> _WRITTEN TASK A_: Using the book review below, decide whether each statement agrees with it: (i) Spitzer was at Auschwitz for almost three years; (ii) the book imagines conversations between real people; (iii) Wisnia was never troubled by how far Spitzer's connections kept him alive. Answer yes or no for each and quote the words of the book review that decide it.

================================

It is elevated by the quality of her incisive writing, which sticks to the facts and avoids the grating tendency of similar books to imagine conversations between real people.

And the facts astonish, because these were no ordinary inmates; both held roles within the machinery of Auschwitz, which gave them the ability to stay alive (mind-boggingly, Spitzer was there for almost three years). More than other books about Auschwitz I’ve read, it drives home the fact that the camp was not simply a killing field but an entire ecosystem – a frightening, brutal new world created by the Nazis so they could destroy it and those within its fences at their whim.

Spitzer, in particular, was a force of nature. Cool-headed and strategic, she quickly grasped the rules of life in the camp and made it her business not only to survive, but to arrange matters so others could too.

To what extent she used her connections to keep Wisnia alive is the question that haunted him throughout his life.

After the war, it wasn’t simply a happily ever after for the lovers, albeit both lived extraordinary lives, including straight after the war and in the decades beyond.

================================

> _WRITTEN TASK B_: Write out the lines of the records from the line with "For the benchmark card, identify each instance of the wooden" to the last line of the records, including both.

> _LISTED RECORDS_:
================================

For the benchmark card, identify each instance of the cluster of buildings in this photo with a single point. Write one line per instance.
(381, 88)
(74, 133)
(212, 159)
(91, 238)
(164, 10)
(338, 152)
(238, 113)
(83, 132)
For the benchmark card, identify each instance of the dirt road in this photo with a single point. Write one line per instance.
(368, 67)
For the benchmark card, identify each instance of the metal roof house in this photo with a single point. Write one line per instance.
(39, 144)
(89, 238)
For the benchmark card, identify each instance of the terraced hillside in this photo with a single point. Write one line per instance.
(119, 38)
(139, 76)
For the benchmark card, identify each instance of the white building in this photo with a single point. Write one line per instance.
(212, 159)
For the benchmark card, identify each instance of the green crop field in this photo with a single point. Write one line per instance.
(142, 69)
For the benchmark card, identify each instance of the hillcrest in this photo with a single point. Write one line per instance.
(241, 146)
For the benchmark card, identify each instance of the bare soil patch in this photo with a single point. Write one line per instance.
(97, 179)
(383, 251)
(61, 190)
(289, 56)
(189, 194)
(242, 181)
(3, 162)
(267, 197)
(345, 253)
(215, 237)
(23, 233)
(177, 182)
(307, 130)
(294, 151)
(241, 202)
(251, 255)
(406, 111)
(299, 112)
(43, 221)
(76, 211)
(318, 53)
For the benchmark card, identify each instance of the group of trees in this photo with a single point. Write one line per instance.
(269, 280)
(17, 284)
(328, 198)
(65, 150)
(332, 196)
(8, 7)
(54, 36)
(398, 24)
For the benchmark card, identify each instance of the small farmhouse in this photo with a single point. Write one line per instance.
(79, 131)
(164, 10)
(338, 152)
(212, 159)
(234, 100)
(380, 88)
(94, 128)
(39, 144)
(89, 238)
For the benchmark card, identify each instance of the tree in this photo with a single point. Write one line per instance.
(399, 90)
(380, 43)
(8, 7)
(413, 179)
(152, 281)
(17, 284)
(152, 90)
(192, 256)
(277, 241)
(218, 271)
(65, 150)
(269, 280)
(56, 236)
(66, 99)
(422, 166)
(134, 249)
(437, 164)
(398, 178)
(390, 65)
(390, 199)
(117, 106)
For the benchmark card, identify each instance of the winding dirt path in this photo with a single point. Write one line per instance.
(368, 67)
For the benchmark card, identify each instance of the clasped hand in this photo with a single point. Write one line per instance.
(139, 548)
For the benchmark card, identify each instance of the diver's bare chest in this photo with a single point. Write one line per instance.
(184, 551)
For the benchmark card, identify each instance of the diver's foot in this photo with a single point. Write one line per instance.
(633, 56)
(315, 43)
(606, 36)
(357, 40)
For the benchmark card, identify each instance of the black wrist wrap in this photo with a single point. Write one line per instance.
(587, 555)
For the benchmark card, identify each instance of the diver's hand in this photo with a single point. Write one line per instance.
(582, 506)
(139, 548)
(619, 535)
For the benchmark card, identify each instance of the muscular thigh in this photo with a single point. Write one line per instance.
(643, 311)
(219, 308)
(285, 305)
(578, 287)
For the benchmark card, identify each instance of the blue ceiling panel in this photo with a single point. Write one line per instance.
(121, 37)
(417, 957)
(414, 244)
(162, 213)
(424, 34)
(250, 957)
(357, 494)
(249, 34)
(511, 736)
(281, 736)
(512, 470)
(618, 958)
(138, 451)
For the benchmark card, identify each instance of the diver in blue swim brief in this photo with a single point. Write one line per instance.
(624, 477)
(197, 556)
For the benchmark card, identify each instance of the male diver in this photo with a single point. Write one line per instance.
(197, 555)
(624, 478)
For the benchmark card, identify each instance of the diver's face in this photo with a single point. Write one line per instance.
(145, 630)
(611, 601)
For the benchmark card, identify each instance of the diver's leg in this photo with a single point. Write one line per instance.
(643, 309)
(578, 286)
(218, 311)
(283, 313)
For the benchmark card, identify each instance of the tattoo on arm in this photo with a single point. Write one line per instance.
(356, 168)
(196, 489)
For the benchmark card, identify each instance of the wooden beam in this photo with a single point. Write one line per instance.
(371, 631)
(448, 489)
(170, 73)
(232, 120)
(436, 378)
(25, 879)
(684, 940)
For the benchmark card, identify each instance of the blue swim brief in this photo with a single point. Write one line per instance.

================================

> _FINISHED ANSWER A_:
(i) Yes: "Spitzer was there for almost three years"
(ii) No: "avoids the grating tendency of similar books to imagine conversations between real people"
(iii) No: "is the question that haunted him throughout his life"

> _FINISHED ANSWER B_:
For the benchmark card, identify each instance of the wooden beam in this photo with a single point. Write one line per instance.
(371, 631)
(448, 489)
(170, 73)
(232, 120)
(436, 378)
(25, 879)
(684, 940)
For the benchmark card, identify each instance of the blue swim brief in this photo with a single point. Write one line per instance.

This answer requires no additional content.